:: Source data
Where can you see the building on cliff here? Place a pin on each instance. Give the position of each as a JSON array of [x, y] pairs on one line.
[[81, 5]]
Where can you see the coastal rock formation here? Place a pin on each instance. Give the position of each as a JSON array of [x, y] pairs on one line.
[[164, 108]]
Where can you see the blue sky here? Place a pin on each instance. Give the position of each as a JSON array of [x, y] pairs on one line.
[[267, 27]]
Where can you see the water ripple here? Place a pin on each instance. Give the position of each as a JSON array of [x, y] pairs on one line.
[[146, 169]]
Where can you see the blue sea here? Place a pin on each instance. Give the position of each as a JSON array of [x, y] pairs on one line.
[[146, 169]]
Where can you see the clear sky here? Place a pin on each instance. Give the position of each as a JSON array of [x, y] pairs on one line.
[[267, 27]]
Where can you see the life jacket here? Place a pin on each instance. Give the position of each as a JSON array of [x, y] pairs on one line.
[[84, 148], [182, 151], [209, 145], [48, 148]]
::::
Problem description: Rewrite all of the items above with "Place a pin" changed to "Put a marker" wherever it occurs, keeping everything else the same.

Result of this exercise:
Where can you see the building on cliff here? Put a marker on each instance. Give the position of each as a JSON array of [x, y] pairs on one line.
[[81, 5]]
Where can you see the coastal rock formation here? Put a marker on each instance. Give the position of each as a JSON array of [x, y] pairs on one line.
[[164, 108]]
Where can you see the blue sky here? Put a marker on each instance. Give the position of each as a JSON array of [x, y] pairs on one line.
[[267, 27]]
Where can you see the water ripple here? Put a marker on each instance. Give the position of each as a JSON array of [x, y] pairs on one line.
[[146, 169]]
Where can you see the blue sea here? Put a marker on each instance. Give the position of each as a JSON array of [x, y] pairs on one line.
[[146, 169]]
Where can you see the clear sky here? Put a marker on each instance. Give the position of each as a JSON array of [x, y] pairs on one line.
[[267, 27]]
Where can you see the life jacket here? Put a marker on each instance. Give the position of each as a JSON array of [x, y] pairs on one line.
[[84, 148], [182, 151], [209, 145], [48, 148]]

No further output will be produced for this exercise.